(Excerpt begins)
TLDR
- Q2 adjusted earnings per share reached $0.28, surpassing analyst expectations of $0.24
- Quarterly revenue climbed to $1.56 billion, an 8% year-over-year increase, exceeding the $1.52 billion forecast
- Company upgraded full-year EPS guidance to $1.46–$1.52 and raised revenue growth expectations to 7%–7.5%
- Dividend increased 14% to $0.16 per share, marking the fourth consecutive year of growth
- Despite positive results, LEVI shares declined over 5% during after-hours trading
Levi Strauss delivered a solid Q2 performance on Wednesday, surpassing Wall Street projections for both earnings and revenue while simultaneously boosting its full-year forecast and increasing its dividend payment. Yet investors responded by sending shares down more than 5% after the closing bell.
For the fiscal quarter that concluded on May 31, the iconic denim manufacturer reported adjusted earnings per share of $0.28, comfortably above the Street’s consensus estimate of $0.24. Quarterly revenue reached $1.56 billion, representing an 8% year-over-year gain and beating analyst projections of $1.52 billion. The company’s profit from continuing operations totaled $95 million, showing improvement from the $80 million recorded in the same period last year.
The after-hours selloff represents a textbook example of “buy the rumor, sell the news” market behavior. Some market participants had anticipated a more substantial guidance increase, and the updated EPS range of $1.46–$1.52 came in slightly below the analyst consensus midpoint of $1.51.
(Excerpt ends)
(Information begins)
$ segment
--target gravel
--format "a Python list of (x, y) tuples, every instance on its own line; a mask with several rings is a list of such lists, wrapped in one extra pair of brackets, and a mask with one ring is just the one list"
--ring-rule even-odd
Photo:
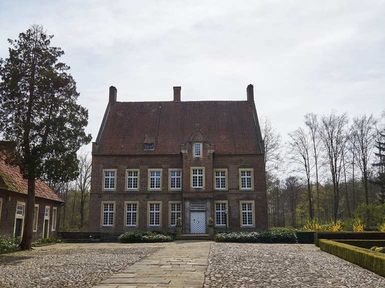
[(214, 243), (205, 288), (385, 288), (383, 278), (313, 245)]
[(0, 287), (92, 287), (156, 248), (39, 250), (0, 256)]

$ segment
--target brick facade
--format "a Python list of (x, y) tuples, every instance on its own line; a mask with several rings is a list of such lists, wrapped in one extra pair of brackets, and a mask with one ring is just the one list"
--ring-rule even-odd
[[(100, 131), (96, 142), (93, 146), (89, 232), (124, 232), (136, 230), (174, 231), (175, 228), (170, 226), (169, 206), (171, 203), (177, 202), (180, 202), (181, 204), (181, 218), (184, 232), (191, 232), (191, 229), (195, 228), (192, 226), (192, 222), (195, 221), (196, 217), (198, 216), (196, 216), (197, 214), (194, 214), (195, 218), (192, 219), (193, 208), (191, 205), (195, 204), (197, 202), (204, 203), (205, 208), (203, 210), (204, 210), (205, 212), (202, 212), (200, 215), (203, 217), (205, 227), (207, 226), (209, 218), (213, 218), (215, 222), (215, 204), (216, 202), (218, 202), (227, 204), (229, 230), (255, 230), (267, 228), (264, 158), (262, 148), (260, 148), (261, 144), (263, 144), (263, 142), (260, 136), (259, 124), (257, 122), (255, 122), (255, 118), (258, 118), (256, 117), (254, 98), (249, 96), (249, 90), (248, 98), (249, 100), (248, 101), (234, 102), (236, 108), (238, 105), (238, 106), (244, 109), (246, 112), (243, 113), (240, 108), (239, 109), (239, 111), (234, 110), (232, 112), (234, 113), (235, 116), (238, 115), (240, 118), (243, 117), (248, 121), (250, 120), (246, 123), (246, 127), (244, 128), (244, 139), (239, 138), (242, 136), (242, 134), (240, 134), (241, 136), (232, 142), (231, 140), (228, 138), (234, 137), (236, 132), (229, 130), (235, 130), (237, 131), (237, 133), (240, 133), (239, 130), (242, 127), (229, 128), (227, 123), (225, 123), (222, 126), (219, 126), (216, 124), (210, 126), (210, 123), (208, 124), (207, 122), (213, 120), (212, 118), (208, 116), (206, 118), (201, 116), (199, 122), (192, 120), (189, 123), (183, 122), (183, 124), (185, 124), (186, 126), (190, 126), (190, 132), (188, 134), (189, 136), (185, 138), (184, 140), (178, 140), (179, 142), (176, 141), (175, 138), (172, 138), (171, 132), (168, 133), (166, 132), (164, 132), (165, 135), (158, 134), (156, 136), (154, 136), (153, 138), (155, 139), (155, 148), (153, 152), (151, 152), (146, 150), (140, 152), (140, 148), (136, 146), (140, 145), (140, 147), (142, 147), (144, 141), (146, 141), (145, 139), (151, 138), (145, 134), (146, 131), (148, 133), (149, 129), (151, 130), (151, 128), (148, 128), (147, 126), (156, 126), (157, 124), (146, 123), (145, 120), (135, 122), (137, 120), (135, 118), (130, 118), (129, 113), (119, 112), (119, 106), (124, 105), (125, 103), (115, 102), (116, 98), (116, 88), (113, 88), (112, 91), (115, 96), (112, 98), (112, 100), (111, 97), (110, 96), (110, 102), (107, 106)], [(251, 88), (252, 88), (252, 86)], [(178, 91), (179, 94), (177, 93)], [(180, 89), (177, 89), (176, 92), (176, 96), (174, 95), (174, 102), (171, 104), (166, 102), (167, 105), (180, 105), (181, 103), (182, 104), (183, 102), (180, 102)], [(141, 108), (144, 105), (143, 102), (138, 103), (137, 106), (135, 106), (135, 102), (128, 104), (129, 107), (133, 107), (130, 108), (133, 110), (132, 113), (136, 112), (136, 110), (142, 110)], [(164, 102), (159, 103), (160, 104), (158, 106), (160, 106)], [(204, 102), (204, 104), (217, 106), (214, 107), (213, 111), (222, 115), (226, 114), (225, 114), (233, 109), (230, 106), (224, 106), (221, 102), (217, 102), (212, 104), (207, 104)], [(227, 104), (225, 103), (225, 104), (227, 105)], [(155, 106), (154, 106), (156, 107)], [(190, 107), (189, 104), (187, 107)], [(224, 110), (223, 112), (218, 111), (218, 109), (216, 108), (217, 107)], [(235, 110), (236, 108), (234, 109)], [(183, 110), (183, 108), (181, 109)], [(189, 112), (192, 115), (196, 114), (194, 111), (187, 111), (187, 112)], [(139, 113), (135, 112), (136, 112), (137, 114)], [(153, 114), (156, 114), (155, 108), (148, 112), (149, 114), (146, 118), (149, 118)], [(162, 113), (163, 114), (161, 116), (164, 117), (165, 120), (162, 120), (159, 116), (160, 120), (158, 120), (158, 124), (160, 126), (170, 126), (171, 123), (168, 124), (166, 122), (171, 120), (169, 119), (173, 118), (172, 116), (164, 116), (164, 114), (166, 114), (164, 109)], [(171, 114), (172, 112), (170, 110), (167, 113)], [(244, 115), (245, 114), (247, 115)], [(117, 120), (123, 114), (126, 115), (125, 116), (125, 121), (124, 117), (123, 116), (122, 119)], [(177, 122), (179, 120), (174, 119), (173, 121)], [(118, 123), (112, 122), (114, 120), (121, 123), (120, 128), (116, 126)], [(192, 123), (191, 122), (191, 121)], [(220, 119), (216, 119), (216, 121), (220, 122)], [(244, 124), (245, 121), (244, 120)], [(130, 127), (135, 127), (135, 124), (142, 125), (143, 131), (142, 132), (143, 136), (141, 137), (141, 142), (136, 144), (134, 142), (138, 141), (137, 138), (134, 138), (131, 135), (133, 132), (131, 132), (129, 128), (122, 127), (123, 124), (129, 126)], [(252, 126), (251, 128), (250, 125)], [(182, 126), (181, 124), (180, 126)], [(140, 127), (138, 128), (139, 130), (141, 130)], [(165, 128), (163, 127), (158, 129), (164, 130)], [(218, 132), (220, 129), (222, 130)], [(188, 128), (185, 129), (186, 130), (188, 130)], [(210, 133), (211, 132), (212, 133), (214, 131), (216, 132), (216, 133), (220, 134), (217, 136)], [(135, 132), (138, 132), (137, 131)], [(173, 131), (172, 132), (175, 132)], [(127, 136), (125, 137), (125, 135)], [(132, 142), (130, 142), (130, 137), (132, 138)], [(111, 138), (114, 140), (112, 141)], [(222, 138), (222, 141), (220, 138)], [(255, 140), (253, 140), (253, 139)], [(122, 142), (121, 144), (118, 143), (120, 141)], [(176, 145), (176, 147), (175, 142), (178, 143), (178, 144)], [(232, 142), (233, 146), (231, 144), (224, 146), (224, 142)], [(194, 156), (194, 148), (195, 143), (201, 144), (202, 154), (200, 157)], [(236, 144), (236, 143), (240, 144)], [(125, 150), (127, 146), (131, 146), (133, 147), (131, 150), (132, 152)], [(160, 148), (162, 147), (164, 148), (162, 148), (162, 150), (161, 150)], [(250, 148), (250, 152), (248, 152), (249, 147)], [(177, 149), (177, 153), (174, 152), (175, 148)], [(123, 150), (123, 152), (120, 152)], [(218, 152), (218, 151), (220, 152)], [(237, 151), (240, 152), (237, 152)], [(203, 188), (192, 188), (192, 167), (204, 168), (205, 185)], [(181, 169), (182, 170), (181, 188), (179, 190), (170, 189), (169, 184), (169, 170), (176, 168)], [(242, 168), (252, 169), (252, 189), (240, 189), (240, 169)], [(139, 180), (137, 190), (127, 190), (126, 188), (127, 169), (139, 170)], [(160, 188), (158, 190), (149, 190), (149, 169), (161, 169), (161, 183)], [(225, 190), (217, 190), (215, 188), (214, 172), (216, 169), (226, 170), (227, 185)], [(103, 170), (112, 170), (116, 172), (116, 185), (113, 190), (104, 189)], [(125, 224), (126, 202), (137, 203), (137, 223), (135, 226), (129, 226)], [(158, 202), (161, 204), (161, 224), (159, 226), (150, 226), (148, 225), (148, 203), (151, 202)], [(252, 225), (241, 225), (242, 214), (240, 210), (243, 202), (253, 204)], [(113, 224), (112, 226), (103, 225), (103, 214), (102, 210), (102, 204), (105, 202), (114, 204)], [(217, 230), (224, 230), (225, 227), (218, 226), (216, 226), (216, 229)]]
[[(13, 237), (15, 236), (16, 221), (16, 206), (18, 202), (24, 204), (24, 217), (25, 220), (27, 210), (27, 195), (0, 188), (0, 236)], [(62, 202), (36, 197), (35, 204), (39, 205), (38, 224), (36, 231), (32, 234), (33, 242), (43, 238), (45, 219), (49, 222), (48, 236), (56, 236), (59, 226), (60, 213)], [(50, 207), (49, 216), (45, 218), (46, 206)], [(56, 208), (56, 225), (53, 230), (52, 220), (54, 208)], [(21, 217), (20, 218), (21, 218)], [(47, 223), (47, 222), (46, 222)], [(24, 222), (23, 222), (23, 224)]]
(Information ends)
Work order 1 -
Answer these questions using the article on Levi Strauss's second-quarter results.
(a) To what amount per share was the dividend increased?
(b) On what date did the fiscal quarter conclude?
(c) What was the analyst consensus midpoint for full-year EPS?
Work order 2 - Reproduce the passage of the Levi Strauss article starting at "For the fiscal" and ending at "period last year.".

Problem solution 1 -
(a) $0.16 per share
(b) May 31
(c) $1.51

Problem solution 2 -
For the fiscal quarter that concluded on May 31, the iconic denim manufacturer reported adjusted earnings per share of $0.28, comfortably above the Street’s consensus estimate of $0.24. Quarterly revenue reached $1.56 billion, representing an 8% year-over-year gain and beating analyst projections of $1.52 billion. The company’s profit from continuing operations totaled $95 million, showing improvement from the $80 million recorded in the same period last year.